--- What to do ---
Reproduce the rows below verbatim, starting at the line containing "Could you please point to the white candle" and continuing through the final row.

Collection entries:
-- Start --
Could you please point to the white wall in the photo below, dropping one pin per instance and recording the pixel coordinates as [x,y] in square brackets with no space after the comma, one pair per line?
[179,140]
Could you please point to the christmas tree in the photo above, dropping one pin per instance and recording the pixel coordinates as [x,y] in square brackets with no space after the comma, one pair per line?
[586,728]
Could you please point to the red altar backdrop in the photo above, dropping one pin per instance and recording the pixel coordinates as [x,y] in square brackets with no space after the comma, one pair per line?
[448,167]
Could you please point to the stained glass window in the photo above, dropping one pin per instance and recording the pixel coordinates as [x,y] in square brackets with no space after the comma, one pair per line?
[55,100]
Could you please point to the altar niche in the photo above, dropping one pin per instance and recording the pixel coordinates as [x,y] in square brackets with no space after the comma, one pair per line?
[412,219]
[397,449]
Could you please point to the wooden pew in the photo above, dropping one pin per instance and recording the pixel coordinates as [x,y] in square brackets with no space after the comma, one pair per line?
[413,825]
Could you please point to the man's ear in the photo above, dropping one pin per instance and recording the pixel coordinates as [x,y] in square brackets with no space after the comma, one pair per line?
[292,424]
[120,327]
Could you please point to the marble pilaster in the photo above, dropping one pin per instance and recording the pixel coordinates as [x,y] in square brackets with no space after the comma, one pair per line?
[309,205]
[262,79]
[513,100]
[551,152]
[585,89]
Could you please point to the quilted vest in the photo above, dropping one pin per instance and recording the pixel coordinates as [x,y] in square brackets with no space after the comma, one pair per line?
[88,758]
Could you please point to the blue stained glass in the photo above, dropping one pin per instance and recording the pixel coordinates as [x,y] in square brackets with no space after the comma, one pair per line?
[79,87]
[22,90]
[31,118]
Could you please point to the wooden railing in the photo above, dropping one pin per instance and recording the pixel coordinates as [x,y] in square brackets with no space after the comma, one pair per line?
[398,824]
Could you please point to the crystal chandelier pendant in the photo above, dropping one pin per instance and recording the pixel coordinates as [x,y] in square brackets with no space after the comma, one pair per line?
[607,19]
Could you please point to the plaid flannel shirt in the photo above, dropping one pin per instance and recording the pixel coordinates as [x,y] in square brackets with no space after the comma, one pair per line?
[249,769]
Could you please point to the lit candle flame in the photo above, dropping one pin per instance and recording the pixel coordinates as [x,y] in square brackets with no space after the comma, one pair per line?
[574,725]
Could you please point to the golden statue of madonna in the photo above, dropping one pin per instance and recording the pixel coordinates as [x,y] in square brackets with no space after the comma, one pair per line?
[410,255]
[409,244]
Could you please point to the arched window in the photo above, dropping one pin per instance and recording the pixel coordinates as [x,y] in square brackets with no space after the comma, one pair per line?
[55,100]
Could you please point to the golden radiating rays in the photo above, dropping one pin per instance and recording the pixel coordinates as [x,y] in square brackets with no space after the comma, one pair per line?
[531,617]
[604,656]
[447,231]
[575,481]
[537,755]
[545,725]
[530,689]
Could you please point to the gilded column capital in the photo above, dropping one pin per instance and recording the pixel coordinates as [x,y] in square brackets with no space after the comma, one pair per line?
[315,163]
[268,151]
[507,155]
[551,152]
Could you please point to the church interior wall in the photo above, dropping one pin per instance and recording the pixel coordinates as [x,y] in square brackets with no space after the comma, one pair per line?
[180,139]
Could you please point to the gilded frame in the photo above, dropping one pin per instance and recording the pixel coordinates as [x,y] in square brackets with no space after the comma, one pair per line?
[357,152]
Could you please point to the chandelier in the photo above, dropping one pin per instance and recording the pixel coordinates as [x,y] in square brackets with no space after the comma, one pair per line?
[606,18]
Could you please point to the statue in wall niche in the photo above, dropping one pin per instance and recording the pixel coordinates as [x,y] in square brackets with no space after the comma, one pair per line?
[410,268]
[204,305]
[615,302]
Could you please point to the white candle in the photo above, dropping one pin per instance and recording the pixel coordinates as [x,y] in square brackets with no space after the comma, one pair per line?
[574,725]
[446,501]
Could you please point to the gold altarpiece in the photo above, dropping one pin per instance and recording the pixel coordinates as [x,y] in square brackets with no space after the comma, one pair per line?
-- End --
--- Task solution ---
Could you please point to the white candle in the photo above, dropping one pin per instance and recording the pixel coordinates as [x,y] in square brackets with no space after the comma, one pair per line?
[574,725]
[446,501]
Could you please point to the gold altarpiece in the photo above, dropping one pin per instance and recording the pixel coordinates as [x,y] in square brackets with no space after the comma, one pair per line?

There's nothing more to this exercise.